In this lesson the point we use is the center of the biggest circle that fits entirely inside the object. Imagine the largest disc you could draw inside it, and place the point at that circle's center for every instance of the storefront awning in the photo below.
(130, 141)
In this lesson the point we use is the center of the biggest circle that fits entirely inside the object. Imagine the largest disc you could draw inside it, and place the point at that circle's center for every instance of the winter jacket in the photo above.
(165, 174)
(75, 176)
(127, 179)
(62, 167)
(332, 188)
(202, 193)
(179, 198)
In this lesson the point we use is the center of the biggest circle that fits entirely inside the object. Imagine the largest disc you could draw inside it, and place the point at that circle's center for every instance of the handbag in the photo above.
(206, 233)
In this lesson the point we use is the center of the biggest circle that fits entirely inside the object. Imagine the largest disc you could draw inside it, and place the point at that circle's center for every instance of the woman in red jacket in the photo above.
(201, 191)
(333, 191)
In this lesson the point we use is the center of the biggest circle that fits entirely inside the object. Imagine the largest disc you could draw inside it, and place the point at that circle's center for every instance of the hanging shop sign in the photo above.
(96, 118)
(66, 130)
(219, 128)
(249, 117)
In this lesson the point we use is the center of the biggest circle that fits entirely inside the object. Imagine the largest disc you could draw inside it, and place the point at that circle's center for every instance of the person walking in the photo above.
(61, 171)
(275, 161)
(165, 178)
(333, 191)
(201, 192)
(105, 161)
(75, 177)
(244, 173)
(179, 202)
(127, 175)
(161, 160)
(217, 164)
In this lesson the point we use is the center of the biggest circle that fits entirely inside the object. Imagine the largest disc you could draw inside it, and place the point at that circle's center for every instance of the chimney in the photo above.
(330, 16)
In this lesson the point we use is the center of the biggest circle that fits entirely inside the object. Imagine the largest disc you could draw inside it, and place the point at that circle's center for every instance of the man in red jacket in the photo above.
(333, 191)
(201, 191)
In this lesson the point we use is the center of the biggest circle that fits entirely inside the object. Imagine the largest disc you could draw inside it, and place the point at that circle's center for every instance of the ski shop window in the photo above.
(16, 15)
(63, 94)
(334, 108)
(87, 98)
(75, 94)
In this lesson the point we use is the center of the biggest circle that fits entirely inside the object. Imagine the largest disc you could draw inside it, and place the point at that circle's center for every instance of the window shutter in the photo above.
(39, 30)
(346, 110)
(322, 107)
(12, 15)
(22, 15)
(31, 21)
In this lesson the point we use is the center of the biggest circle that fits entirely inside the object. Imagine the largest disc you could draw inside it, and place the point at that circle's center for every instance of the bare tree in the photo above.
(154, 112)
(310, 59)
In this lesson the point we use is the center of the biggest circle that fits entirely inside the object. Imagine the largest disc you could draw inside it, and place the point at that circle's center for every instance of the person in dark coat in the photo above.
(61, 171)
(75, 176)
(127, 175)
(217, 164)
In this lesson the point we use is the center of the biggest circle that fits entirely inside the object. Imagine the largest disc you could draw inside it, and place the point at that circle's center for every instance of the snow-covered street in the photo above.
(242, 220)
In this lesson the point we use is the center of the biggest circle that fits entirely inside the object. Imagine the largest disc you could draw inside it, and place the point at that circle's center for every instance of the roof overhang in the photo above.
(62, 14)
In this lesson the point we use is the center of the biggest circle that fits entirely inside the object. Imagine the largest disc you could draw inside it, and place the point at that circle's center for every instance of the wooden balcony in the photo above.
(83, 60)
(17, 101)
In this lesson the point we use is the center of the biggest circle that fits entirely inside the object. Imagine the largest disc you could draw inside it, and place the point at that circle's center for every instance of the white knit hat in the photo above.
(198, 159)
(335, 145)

-*-

Could you update the items above by putting "largest circle" wherever "biggest circle" appears and leaving everything else unchanged?

• **Expected answer**
In this lesson the point we use is the center of the largest circle that fits entirely inside the object. Imagine the largest disc you could draw inside it, and place the point at that circle's center for every instance of the storefront awning in the photo below.
(130, 141)
In this lesson the point we use is the center of the largest circle that fits entirely inside the object. Imagine the largest disc you could draw inside it, and place the point at that circle's center for every instance of the winter jacket in the photo above.
(165, 174)
(75, 176)
(127, 179)
(62, 167)
(332, 188)
(202, 193)
(179, 198)
In this lesson the point we use is the center of the largest circle that fits entirely inside the object. Imagine the largest disc you could draw inside it, and place the point at that circle's center for every instance of the handbag in the photo above.
(206, 233)
In this lesson the point we use is the center of the largest circle that fits entirely inside the object. Imagine the largest disc you could draw inside it, and place the point at that circle's center for every instance of the woman in red jacket in the photo above.
(201, 191)
(333, 191)
In this lesson the point we use is the center of the largest circle that fits entirely inside the object. Imagine the largest disc you could draw inside it, and place the point at that circle's center for every instance of the hanging shop sign in the photo above.
(96, 118)
(66, 130)
(219, 128)
(249, 117)
In this lesson the point we use is the center of the largest circle that fits entirely inside the object. Imagine the largest disc you could draw inside it, and place the point at that circle's center for every instance of the person walking in the photo above.
(61, 171)
(275, 161)
(165, 178)
(333, 191)
(201, 192)
(105, 161)
(75, 177)
(244, 173)
(179, 202)
(127, 175)
(161, 160)
(217, 164)
In this lesson the point we use is the center of the largest circle that fits entirely inside the object. Imagine the largest disc you could draw inside it, and place the point at that circle's center for every instance of the chimney in the photo above.
(330, 16)
In this lesson the point we use is the center of the largest circle that fits entirely inside the object. Imagine the largest disc you could draw inside it, and place the point at that circle's center for every instance of the man in red jacket in the photo above.
(333, 191)
(201, 191)
In this lesson the point we use is the center of the largest circle that fits entirely inside the object. Imagine the largest disc you could draw inside it, and place the point at that circle's center for every instance of the ski shop window in the photo above.
(16, 15)
(63, 94)
(334, 108)
(87, 98)
(75, 94)
In this lesson the point we use is the center of the largest circle that fits entirely inside the object. Imagine the largest disc you could draw inside it, and place the point at that circle's center for every instance of the window shutter in the photo above.
(39, 30)
(346, 110)
(322, 107)
(12, 15)
(22, 15)
(31, 21)
In this lesson the point we use is the center of the largest circle that fits entirely inside the object. Imagine the largest disc you could draw inside it, and place the point at that circle's center for every instance of the bare tree in the photo above.
(154, 112)
(310, 59)
In this lesson the point we use is the center of the largest circle that fits entirely inside the object. Imagine the largest disc you could draw inside it, and place the point at that circle's center for every instance of the person in dark coat in the photo above.
(61, 171)
(75, 176)
(127, 175)
(217, 164)
In this lesson the point we use is the center of the largest circle that fits entirely inside the object. Imagine the largest disc you could draw inside it, and place the point at that circle's center for every instance of the snow-covered street in the photo above.
(242, 220)
In this lesson the point we use is the center of the largest circle that fits entirely inside the object. Imagine the largest disc you could draw inside it, and place the point at that circle's center for every instance of the roof overhang in the photo above.
(62, 14)
In this lesson the point we use is the center of the largest circle that fits entirely inside the object. Imagine the largest disc you could draw inside it, and place the point at that circle's center for every instance of the wooden balcony in the photo above.
(83, 60)
(17, 101)
In this lesson the point we use is the center of the largest circle that fits entirely inside the object. Imagine the largest disc you could draw inside it, and place the point at that circle's center for every instance of the white knit hat in the photo above.
(198, 159)
(335, 145)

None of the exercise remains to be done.